Rows from an object pointing dataset
** START **
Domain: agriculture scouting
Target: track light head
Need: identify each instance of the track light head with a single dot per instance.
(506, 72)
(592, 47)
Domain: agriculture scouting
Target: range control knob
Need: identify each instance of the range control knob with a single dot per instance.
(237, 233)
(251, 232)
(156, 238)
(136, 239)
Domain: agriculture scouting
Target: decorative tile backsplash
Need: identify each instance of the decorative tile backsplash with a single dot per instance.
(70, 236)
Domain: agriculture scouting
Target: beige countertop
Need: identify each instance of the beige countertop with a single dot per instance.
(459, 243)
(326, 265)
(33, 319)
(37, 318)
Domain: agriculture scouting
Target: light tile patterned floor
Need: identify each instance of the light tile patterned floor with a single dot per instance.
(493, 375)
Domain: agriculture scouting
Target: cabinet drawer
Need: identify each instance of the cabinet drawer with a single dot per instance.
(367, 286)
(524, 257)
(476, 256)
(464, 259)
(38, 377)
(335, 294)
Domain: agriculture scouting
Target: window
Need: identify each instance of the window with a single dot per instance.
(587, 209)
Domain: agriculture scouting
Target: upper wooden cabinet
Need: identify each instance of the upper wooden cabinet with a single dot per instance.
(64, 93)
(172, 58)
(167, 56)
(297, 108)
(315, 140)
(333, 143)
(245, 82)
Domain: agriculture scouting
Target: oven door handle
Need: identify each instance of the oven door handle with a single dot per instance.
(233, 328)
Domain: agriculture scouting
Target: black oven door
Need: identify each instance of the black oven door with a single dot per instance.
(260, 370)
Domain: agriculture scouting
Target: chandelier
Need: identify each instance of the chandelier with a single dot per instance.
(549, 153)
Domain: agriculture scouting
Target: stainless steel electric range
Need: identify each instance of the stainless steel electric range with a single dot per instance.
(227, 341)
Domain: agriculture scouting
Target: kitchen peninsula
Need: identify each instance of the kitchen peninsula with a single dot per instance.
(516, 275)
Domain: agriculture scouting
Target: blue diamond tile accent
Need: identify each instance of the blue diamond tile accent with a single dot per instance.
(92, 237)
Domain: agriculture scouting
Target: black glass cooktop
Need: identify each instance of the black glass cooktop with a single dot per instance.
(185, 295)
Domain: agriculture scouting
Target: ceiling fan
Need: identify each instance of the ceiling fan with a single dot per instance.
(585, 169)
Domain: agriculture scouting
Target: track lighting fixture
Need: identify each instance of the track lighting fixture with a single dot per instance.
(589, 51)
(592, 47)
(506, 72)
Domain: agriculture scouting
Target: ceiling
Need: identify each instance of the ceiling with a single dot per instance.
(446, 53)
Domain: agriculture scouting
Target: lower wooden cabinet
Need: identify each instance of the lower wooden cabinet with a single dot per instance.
** END **
→ **Required task**
Tally the lines above that contain the string "knob", treating case as significant. Reply with the number alone.

→ **Result of this exercise**
2